[TASK TO CARRY OUT] Would you give the listing again exactly as written, minus its pictures?
^^^^^^^^
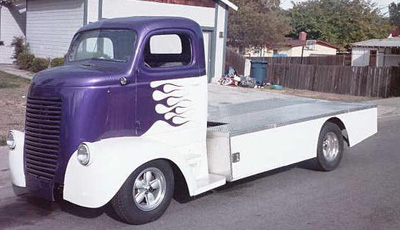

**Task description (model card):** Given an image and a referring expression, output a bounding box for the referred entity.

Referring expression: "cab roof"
[78,17,202,35]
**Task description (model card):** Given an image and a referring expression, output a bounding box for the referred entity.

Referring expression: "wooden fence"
[224,50,351,76]
[225,48,246,75]
[267,64,400,98]
[252,55,348,66]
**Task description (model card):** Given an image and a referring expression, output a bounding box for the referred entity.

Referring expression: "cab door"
[135,29,207,144]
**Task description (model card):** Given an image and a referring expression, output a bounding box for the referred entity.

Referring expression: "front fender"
[63,136,195,208]
[8,130,26,187]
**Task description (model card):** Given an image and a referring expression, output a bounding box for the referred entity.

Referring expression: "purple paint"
[23,17,206,200]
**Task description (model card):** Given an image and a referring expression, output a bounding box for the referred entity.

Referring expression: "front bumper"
[8,130,57,200]
[8,130,26,188]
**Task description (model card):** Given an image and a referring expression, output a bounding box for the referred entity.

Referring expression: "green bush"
[50,57,65,67]
[31,58,50,73]
[0,136,6,146]
[17,52,35,70]
[11,36,29,60]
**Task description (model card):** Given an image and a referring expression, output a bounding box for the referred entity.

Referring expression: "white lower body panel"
[207,108,378,182]
[8,130,26,187]
[230,117,323,181]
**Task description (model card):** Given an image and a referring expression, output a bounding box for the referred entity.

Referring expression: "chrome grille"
[24,97,62,180]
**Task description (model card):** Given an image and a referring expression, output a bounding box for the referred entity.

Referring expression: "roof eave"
[219,0,238,11]
[352,45,400,48]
^^^^^^^^
[OUTPUT OF THE TASK]
**Task description (model card):** Given an image and a referring expression, output a bounding box for the referred entity.

Referring expression: "cab roof"
[78,17,202,35]
**Task description (model card):** Given an image and a referring expression, output a bounding box for the referred entity.

Referring expression: "wooden fence"
[224,50,351,76]
[225,48,246,75]
[267,64,400,98]
[252,55,348,66]
**Task description (model card):** Given an image and a referring expression, output a bounding box for the referred entity.

Referring expression: "cab door"
[135,29,207,144]
**Task description (model card):** Given an image and a referring expression, output a bounding box for the referred entity.

Referring expression: "front fender"
[63,136,195,208]
[8,130,26,187]
**Task description (model card):** Given an image and a referring expression, output a bounding box for the referred entity.

Referring expression: "purple paint"
[23,17,206,200]
**Task description (model card):** Given an image and a referring expression, output a bounding box for the referred entity.

Referring expression: "front bumper"
[8,130,57,200]
[8,130,26,188]
**Task description (model card):** Given an image and a referring expression, output a bounding box for the referred entity.

Referring expression: "green bush"
[50,57,65,67]
[31,58,50,73]
[0,136,6,146]
[17,52,35,70]
[11,36,29,60]
**Task description (model card):** Given an image and a referring expression, output a bounding box for the referred entity.

Referring expression: "white lower body panel"
[207,108,378,182]
[8,130,26,187]
[230,117,323,181]
**Task description (model card):** Given an image and a referring expression, output a bounding box for the referred entity.

Referring expression: "chrome grille"
[24,97,62,180]
**Task description (model card):** Given an image and a referring expression, output a bounding box for the referred entity.

Referring expression: "roof eave"
[219,0,238,11]
[352,45,400,48]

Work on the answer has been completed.